Hunt for the word "green" across the entries below, copying each line that holds it.
(Dataset records begins)
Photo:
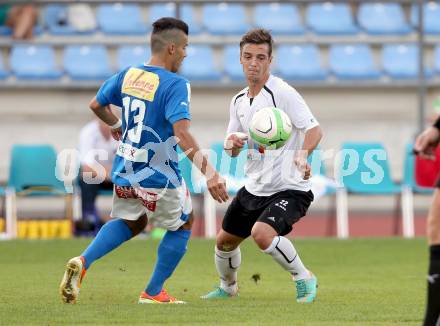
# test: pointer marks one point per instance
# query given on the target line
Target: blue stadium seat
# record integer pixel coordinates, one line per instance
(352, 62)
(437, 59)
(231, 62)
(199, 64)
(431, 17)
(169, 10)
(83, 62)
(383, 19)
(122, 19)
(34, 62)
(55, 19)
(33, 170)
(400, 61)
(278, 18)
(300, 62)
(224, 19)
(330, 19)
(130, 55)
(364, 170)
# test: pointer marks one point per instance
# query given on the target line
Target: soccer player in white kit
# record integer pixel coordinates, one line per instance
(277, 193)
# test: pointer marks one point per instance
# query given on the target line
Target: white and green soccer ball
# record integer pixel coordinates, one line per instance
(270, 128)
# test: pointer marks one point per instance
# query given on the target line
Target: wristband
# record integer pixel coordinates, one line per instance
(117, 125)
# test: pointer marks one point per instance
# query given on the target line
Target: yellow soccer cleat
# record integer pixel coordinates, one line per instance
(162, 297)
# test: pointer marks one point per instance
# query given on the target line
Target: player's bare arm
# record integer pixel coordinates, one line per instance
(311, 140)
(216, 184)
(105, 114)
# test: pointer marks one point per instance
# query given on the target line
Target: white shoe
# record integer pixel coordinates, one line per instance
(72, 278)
(Dataset records ends)
(Dataset records begins)
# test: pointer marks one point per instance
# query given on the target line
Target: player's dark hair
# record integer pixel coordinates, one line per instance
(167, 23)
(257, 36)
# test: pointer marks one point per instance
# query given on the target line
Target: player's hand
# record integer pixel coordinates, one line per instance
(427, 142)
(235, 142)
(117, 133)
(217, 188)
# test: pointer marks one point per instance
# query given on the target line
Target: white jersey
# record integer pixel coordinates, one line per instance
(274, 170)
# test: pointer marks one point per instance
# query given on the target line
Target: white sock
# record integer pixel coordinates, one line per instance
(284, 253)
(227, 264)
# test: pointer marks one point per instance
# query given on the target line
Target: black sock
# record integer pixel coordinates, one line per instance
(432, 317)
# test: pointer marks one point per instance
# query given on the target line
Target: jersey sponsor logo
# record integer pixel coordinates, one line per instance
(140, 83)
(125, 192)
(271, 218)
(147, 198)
(Dataset records ends)
(Dataset records begins)
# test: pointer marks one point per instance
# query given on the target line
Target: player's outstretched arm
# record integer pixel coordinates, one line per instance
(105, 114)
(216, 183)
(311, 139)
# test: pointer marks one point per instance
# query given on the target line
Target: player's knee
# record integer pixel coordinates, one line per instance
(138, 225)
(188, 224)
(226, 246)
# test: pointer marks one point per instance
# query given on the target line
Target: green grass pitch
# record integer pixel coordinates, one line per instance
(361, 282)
(Dataset records ends)
Solution:
Target: white and green soccer ball
Target: green grass pitch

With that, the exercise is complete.